** start Data supplied **
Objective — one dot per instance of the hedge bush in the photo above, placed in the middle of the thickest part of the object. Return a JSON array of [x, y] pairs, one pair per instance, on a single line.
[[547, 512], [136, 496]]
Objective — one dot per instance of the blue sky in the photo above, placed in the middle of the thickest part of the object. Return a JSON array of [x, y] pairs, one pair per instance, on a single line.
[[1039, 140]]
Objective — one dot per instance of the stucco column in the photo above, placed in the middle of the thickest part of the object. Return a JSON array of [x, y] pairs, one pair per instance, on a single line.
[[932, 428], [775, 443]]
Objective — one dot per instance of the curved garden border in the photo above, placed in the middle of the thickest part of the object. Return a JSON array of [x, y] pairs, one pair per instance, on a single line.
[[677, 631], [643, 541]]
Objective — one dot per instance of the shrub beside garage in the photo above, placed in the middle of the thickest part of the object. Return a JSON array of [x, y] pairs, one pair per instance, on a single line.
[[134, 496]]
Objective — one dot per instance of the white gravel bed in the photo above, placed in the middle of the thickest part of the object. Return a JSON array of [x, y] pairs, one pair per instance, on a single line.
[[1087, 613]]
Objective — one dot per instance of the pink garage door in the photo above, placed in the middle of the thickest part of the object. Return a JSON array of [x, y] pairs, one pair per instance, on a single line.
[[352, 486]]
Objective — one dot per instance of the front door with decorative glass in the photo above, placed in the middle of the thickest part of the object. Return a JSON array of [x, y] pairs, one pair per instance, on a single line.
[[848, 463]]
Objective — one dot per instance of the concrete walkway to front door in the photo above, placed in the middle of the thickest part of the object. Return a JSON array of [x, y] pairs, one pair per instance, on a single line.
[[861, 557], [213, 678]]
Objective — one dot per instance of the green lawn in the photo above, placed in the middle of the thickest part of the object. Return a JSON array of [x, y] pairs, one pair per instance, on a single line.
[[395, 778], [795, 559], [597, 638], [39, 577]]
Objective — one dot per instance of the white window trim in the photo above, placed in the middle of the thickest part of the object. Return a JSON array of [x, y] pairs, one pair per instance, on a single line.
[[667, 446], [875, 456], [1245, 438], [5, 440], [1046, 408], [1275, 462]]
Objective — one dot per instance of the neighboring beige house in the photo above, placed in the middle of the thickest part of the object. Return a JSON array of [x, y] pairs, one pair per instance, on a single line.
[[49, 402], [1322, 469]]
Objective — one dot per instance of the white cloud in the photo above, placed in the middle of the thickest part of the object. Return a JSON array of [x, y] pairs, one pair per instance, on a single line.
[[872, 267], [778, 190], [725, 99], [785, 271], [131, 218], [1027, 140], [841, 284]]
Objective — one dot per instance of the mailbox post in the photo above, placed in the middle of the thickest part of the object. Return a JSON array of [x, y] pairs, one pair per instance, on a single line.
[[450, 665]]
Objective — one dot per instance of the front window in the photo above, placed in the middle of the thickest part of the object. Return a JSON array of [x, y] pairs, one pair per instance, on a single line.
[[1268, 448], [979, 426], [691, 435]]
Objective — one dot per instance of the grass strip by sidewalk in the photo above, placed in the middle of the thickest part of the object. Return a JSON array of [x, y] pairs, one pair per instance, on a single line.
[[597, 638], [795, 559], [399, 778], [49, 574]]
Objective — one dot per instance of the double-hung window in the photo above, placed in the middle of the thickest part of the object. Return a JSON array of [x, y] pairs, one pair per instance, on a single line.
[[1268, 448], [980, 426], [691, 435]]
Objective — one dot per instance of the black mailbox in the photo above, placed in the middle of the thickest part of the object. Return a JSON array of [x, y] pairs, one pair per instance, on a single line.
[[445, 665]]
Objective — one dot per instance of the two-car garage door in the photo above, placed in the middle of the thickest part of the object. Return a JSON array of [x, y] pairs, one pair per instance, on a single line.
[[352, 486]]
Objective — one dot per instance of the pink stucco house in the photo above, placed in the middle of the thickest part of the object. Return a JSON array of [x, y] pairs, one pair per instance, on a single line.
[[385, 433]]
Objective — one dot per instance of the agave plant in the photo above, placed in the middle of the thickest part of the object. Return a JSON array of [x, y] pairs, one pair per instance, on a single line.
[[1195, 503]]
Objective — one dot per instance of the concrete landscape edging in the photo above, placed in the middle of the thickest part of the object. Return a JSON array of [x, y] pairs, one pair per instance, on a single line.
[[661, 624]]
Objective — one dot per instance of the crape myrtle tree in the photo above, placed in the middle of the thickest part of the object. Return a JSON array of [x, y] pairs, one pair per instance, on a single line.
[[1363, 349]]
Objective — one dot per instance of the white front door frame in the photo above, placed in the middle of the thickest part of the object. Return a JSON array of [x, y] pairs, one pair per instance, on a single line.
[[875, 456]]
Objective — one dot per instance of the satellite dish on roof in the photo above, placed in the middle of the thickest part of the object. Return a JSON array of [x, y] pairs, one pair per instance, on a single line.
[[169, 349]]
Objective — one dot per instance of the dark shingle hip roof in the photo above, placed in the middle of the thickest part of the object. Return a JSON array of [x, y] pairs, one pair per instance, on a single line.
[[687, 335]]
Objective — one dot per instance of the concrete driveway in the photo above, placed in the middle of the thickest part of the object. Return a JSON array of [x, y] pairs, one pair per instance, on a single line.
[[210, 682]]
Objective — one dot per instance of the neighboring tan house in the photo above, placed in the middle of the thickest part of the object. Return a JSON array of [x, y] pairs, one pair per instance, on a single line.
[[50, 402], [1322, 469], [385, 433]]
** end Data supplied **
--- Short exercise ---
Return every one of the entries above exactly as it appears, with no changes.

--- Correct response ---
Objective — one dot per instance of the hedge bush in the photo above, placed in the middle of the thickest part of the object. Return a JSON array of [x, y] pairs, one pair per instance, on a single line.
[[547, 512], [136, 496]]
Objective — one dot per instance of the blue sky in the photo above, placed in the middle of the thickest part of the object. Return a JSON array of [x, y] pairs, one pair per instance, on a single line.
[[1039, 140]]
Objective — one dot per instance of the stucco column in the photo above, placed in the middle of the thickest part of the object. Return a JSON array of [x, y] pairs, one pair per instance, on a single line.
[[932, 428], [775, 443]]
Objective — one dot per instance of the curved garden border in the photo above, placed in the middle of the thickest part of the object. Return a JSON array of [x, y] pairs, one pair per instance, on a single line.
[[677, 631], [643, 541]]
Objective — one dot per instance of the shrub beside garage in the photo above, placed in the middle of the thickest part of the object. Return a JSON array of [x, y] pairs, one pair per instance, on a single line.
[[134, 496]]
Objective — one dot per instance of the white gravel bed in the photo above, placed in the middle of the thickest part of the object. Return a JSON array of [x, y] pairs, one pair per instance, on a single line.
[[1087, 613]]
Objective — one dot per instance of the pink garage door in the photo above, placed in the middle of the thickest part of the object. Return a JSON array of [x, y] pairs, one pair per instance, on a single line.
[[352, 486]]
Objective — one dot per instance of the front door with decorative glass in the photo above, placed in the middle of the thickest part of the object. Return a JSON array of [x, y] pairs, one pair per instance, on a single line.
[[848, 463]]
Objective — one dot per instance of the concrete walkway to front door in the photo above, placed in the middle of the thickest part of the object. Return a JSON array of [x, y] pairs, one pair per instance, on a single line.
[[861, 557], [213, 678]]
Objective — one dot per instance of the green lawn in the photo above, placed in the middle of the thickest part of the object. Return a JSON array of [x, y] pairs, one pair per instance, on a single line.
[[395, 778], [795, 559], [597, 638], [39, 577]]
Objective — one dot per instance of the white window trim in the photo above, placed in the middle of the thickest part of the object. Return a JSON array of [x, y] pairs, one pair per instance, on a single line.
[[667, 446], [875, 456], [1245, 438], [5, 440], [1046, 408], [1275, 462]]
Objective — one dot per instance of the neighboring beige house in the photo above, placed in the middle of the thickest part of the object. Return a JSON array of [x, y] pairs, one pair per instance, on a single line.
[[49, 402], [1322, 469]]
Objective — one dot per instance of the white cloud in the photo above, placed in the middle of the thickest part of the object. Return a JSON array of [x, y] pairs, one pair per instance, on a single line.
[[872, 267], [778, 190], [725, 99], [785, 271], [131, 218], [1027, 140], [841, 284]]
Objective — one dot per instance of the mailbox post in the photo above, placed in the middle of the thickest part of the object. Return a JSON array of [x, y] pairs, one pair per instance, on a single line.
[[450, 665]]
Objective — one dot per instance of the front window in the photo above, placed in the middle of the thickest part of the object. Return a JSON array of [x, y] pairs, one pair per instance, on a single line.
[[1268, 448], [979, 426], [691, 435]]
Objective — one dot per instance of the grass strip by sidewalk in the photo above, placed in the middle of the thickest part of the object. Return a JSON array of [x, y] pairs, one pair per instance, on a single line.
[[597, 638], [795, 559], [399, 778], [49, 574]]
Objective — one dot per instance of the double-hung window in the photo above, placed in the middle of the thickest part of the object. Return a JSON array of [x, y] pairs, one pair per instance, on a single line.
[[1268, 448], [980, 426], [691, 435]]
Objective — one dot per instance of the black mailbox in the photo above, placed in the middle of the thickest part of the object. Return a JSON array of [x, y] pairs, one pair per instance, on a single line.
[[445, 665]]
Objective — one dot per instance of the two-car garage door in the photo above, placed in the middle of the thickest part of the object. Return a JSON array of [x, y] pairs, one pair per instance, on a single line.
[[352, 486]]
Objective — one dot per instance of the pink stucco house in the photo above, placed in the middle of the thickest part of the object. Return a JSON array of [x, y] pairs, one pair per instance, on a single line.
[[385, 433]]
Objective — one dot per instance of the agave plant in the photo above, placed in the middle of the thickest part of the object. Return a JSON array of [x, y] pairs, one pair per instance, on a single line.
[[1195, 503]]
Objective — one dot per instance of the concrete landscape edging in the photo above, placed in the middle of the thickest part of the object. Return a JSON array of [x, y] pairs, one pair per instance, on a single line.
[[661, 624]]
Objective — one dot per instance of the crape myrtle tree in the photo above, placed in the middle of the thickest part of the object. Return a JSON array of [x, y] pairs, one pair per instance, on a single line.
[[1363, 349]]
Objective — one dot per instance of the white front door frame in the photo above, placed in the middle of the thickest part of the object. Return a JSON array of [x, y] pairs, one pair per instance, on a single line.
[[875, 456]]
Objective — one dot per instance of the satellite dish on roof in the photo above, placed in the middle of the thickest part of the object. Return a JSON array of [x, y] pairs, one pair per instance, on a single line.
[[169, 349]]
Objective — one dot per instance of the dark shingle hip roof in the photo above, placed in the middle of the thickest part of the object. Return a JSON array of [x, y] pairs, one pair per instance, on a single line.
[[687, 335]]
Objective — one dot per instance of the concrete driveway in the photo above, placed in the middle of the thickest part of the object. Return a JSON array of [x, y] pairs, one pair per instance, on a single line.
[[210, 682]]
Objective — one dot per instance of the neighboring tan house in the photo above, placed in the middle of the thickest part of the object. Return a JSON array of [x, y] pairs, one pair per instance, on a single line.
[[50, 402], [1322, 469], [385, 433]]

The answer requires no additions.